_Problem details:_ Repeat the data as given. Images do not go in the copy.

_Given entries:_
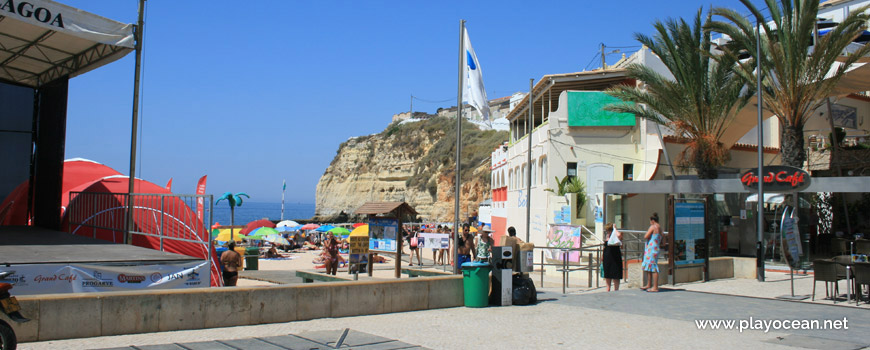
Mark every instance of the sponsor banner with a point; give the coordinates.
(433, 240)
(792, 240)
(78, 278)
(200, 190)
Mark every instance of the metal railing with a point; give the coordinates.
(566, 266)
(165, 217)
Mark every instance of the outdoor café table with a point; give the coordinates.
(846, 260)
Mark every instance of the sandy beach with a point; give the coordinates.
(303, 260)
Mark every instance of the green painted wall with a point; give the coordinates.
(585, 109)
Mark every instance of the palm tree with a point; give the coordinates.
(234, 200)
(797, 76)
(698, 104)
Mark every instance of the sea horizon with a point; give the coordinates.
(250, 211)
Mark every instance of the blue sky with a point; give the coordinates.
(254, 92)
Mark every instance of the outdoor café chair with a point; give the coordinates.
(861, 272)
(826, 271)
(840, 246)
(862, 246)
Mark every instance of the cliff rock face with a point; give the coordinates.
(411, 162)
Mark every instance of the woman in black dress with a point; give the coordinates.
(612, 256)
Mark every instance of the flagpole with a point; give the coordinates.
(529, 161)
(283, 189)
(456, 227)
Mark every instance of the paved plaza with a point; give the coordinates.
(628, 319)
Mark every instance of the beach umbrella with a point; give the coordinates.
(360, 231)
(253, 225)
(276, 239)
(286, 228)
(262, 232)
(309, 226)
(224, 236)
(324, 228)
(339, 231)
(287, 223)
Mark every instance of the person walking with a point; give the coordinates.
(464, 246)
(650, 265)
(331, 256)
(484, 245)
(231, 262)
(612, 259)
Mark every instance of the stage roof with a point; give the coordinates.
(41, 40)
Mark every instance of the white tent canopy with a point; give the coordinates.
(41, 40)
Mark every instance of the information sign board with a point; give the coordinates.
(689, 242)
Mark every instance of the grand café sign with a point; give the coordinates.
(777, 178)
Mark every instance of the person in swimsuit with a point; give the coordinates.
(331, 250)
(650, 264)
(231, 262)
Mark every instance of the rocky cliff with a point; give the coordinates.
(411, 162)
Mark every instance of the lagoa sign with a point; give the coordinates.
(777, 178)
(29, 10)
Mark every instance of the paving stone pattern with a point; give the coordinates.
(326, 339)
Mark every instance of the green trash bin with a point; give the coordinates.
(475, 284)
(252, 256)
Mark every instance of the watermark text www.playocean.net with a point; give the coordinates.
(772, 325)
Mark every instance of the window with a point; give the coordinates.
(534, 171)
(628, 172)
(544, 170)
(510, 178)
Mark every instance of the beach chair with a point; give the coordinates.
(861, 272)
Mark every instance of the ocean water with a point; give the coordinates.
(250, 211)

_Expected answer:_
Mark every instance of the sponsor banner with a point; give the coordinates.
(433, 240)
(792, 240)
(78, 278)
(200, 190)
Mark every instance of the metal railing with a point; give the coordinates.
(566, 266)
(165, 217)
Mark every instance of the outdoor café table with a point; give the coordinates.
(846, 260)
Mark every instance of the sandy beach with a point; give the coordinates.
(303, 260)
Mark every instance of the green painted wall with a point; give the coordinates.
(585, 109)
Mark every instance of the palm tree with a point; give the coordinates.
(234, 200)
(797, 76)
(698, 104)
Mark every instance of the sea horizon with a point; give the coordinates.
(250, 211)
Mark every instance of the blue sky with a point; give the coordinates.
(254, 92)
Mark every instance of the outdoor café chair with a point; give the coordinates.
(861, 272)
(826, 271)
(840, 246)
(862, 246)
Mark every instance of the cliff rock face with a point; give the coordinates.
(411, 162)
Mark every instance of the woman in black dress with a point; give the coordinates.
(612, 256)
Mark every instance of the flagpole with a point; give the coordinates.
(529, 161)
(283, 189)
(456, 227)
Mark every instance of the paved plaza with a point; give the coordinates.
(628, 319)
Mark every instance of the beach umbrella with a point; give the coordinates.
(360, 231)
(253, 225)
(276, 239)
(286, 228)
(262, 232)
(309, 226)
(224, 236)
(324, 228)
(339, 231)
(287, 223)
Mark every instance of the person walking with a point; give the coordinates.
(464, 246)
(650, 265)
(331, 256)
(484, 245)
(231, 262)
(612, 259)
Mark every instance of the stage roof with a point; give the coordinates.
(41, 40)
Mark every instance of the white tent canopy with a point; give the coordinates.
(41, 40)
Mark every instance of the information sign board with a point; give the coordinates.
(689, 242)
Mark every instance of the grand café sign with a point; give the coordinates.
(777, 178)
Mark every instance of the person in swimsuit with a point; give the coordinates.
(331, 250)
(650, 264)
(231, 262)
Mark every instance of the rocky cliff with a point; give the coordinates.
(411, 162)
Mark every instance of the lagoa sign with a point; give the coordinates.
(777, 178)
(29, 10)
Mark every instance of the paving stone pattern with a point; give the coordinates.
(326, 339)
Mark every instance of the green trash bin with a point; give the coordinates.
(475, 284)
(252, 256)
Mark every instance of the watermark text www.playocean.net with a point; give the coordinates.
(772, 325)
Mark every instance of the window with a point; give the coordinates.
(534, 171)
(628, 172)
(544, 170)
(510, 178)
Mark every instance of the beach chair with a point; give the coordinates.
(861, 272)
Mark every instance of the ocean water with a point; give the coordinates.
(250, 211)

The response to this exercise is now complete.